#### [TASK DIRECTIONS]
Write out each record below exactly as it appears, with no pictures.

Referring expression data
* * * *
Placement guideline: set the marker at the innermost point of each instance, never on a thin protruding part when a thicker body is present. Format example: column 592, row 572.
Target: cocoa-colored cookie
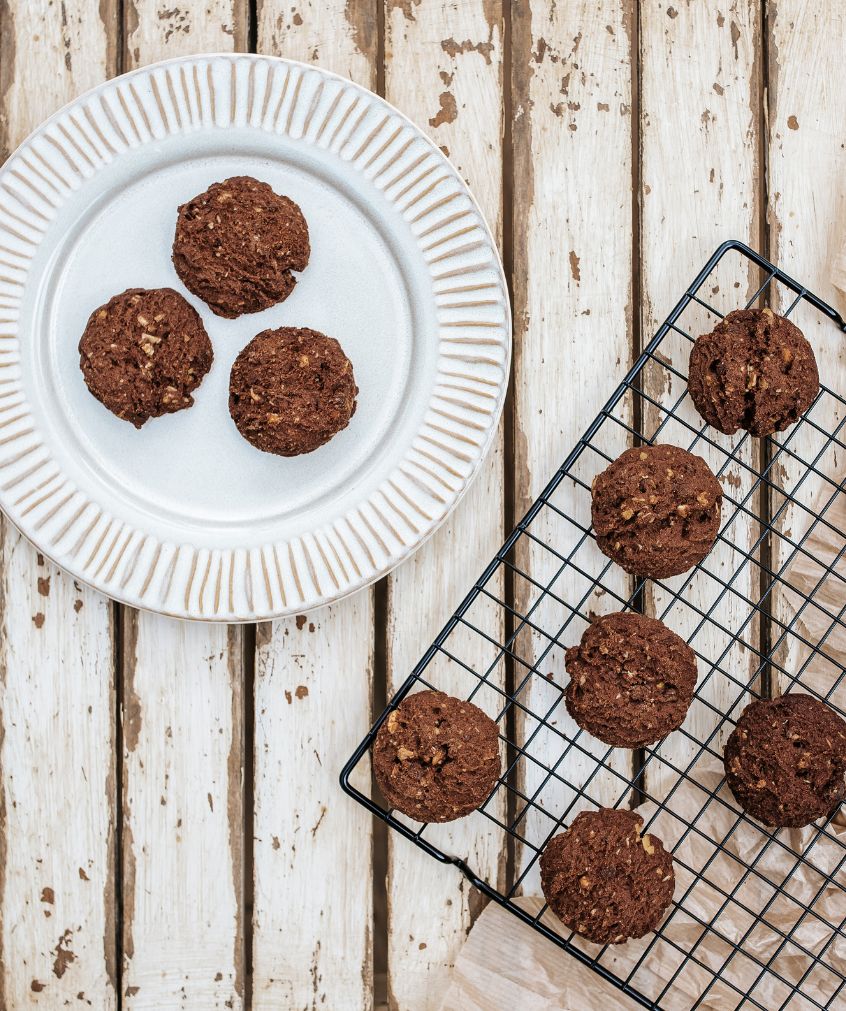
column 656, row 511
column 632, row 679
column 291, row 389
column 237, row 245
column 437, row 758
column 144, row 353
column 785, row 760
column 605, row 881
column 754, row 371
* * * *
#### [OUTPUT OF THE TASK]
Placement guideline: set the marker at the innermost point of each instance, never on a thin protruding part when a thicker body is present. Format example: column 592, row 572.
Target: cocoa-colored cookie
column 656, row 511
column 632, row 679
column 291, row 389
column 237, row 245
column 437, row 758
column 144, row 353
column 785, row 760
column 605, row 881
column 754, row 371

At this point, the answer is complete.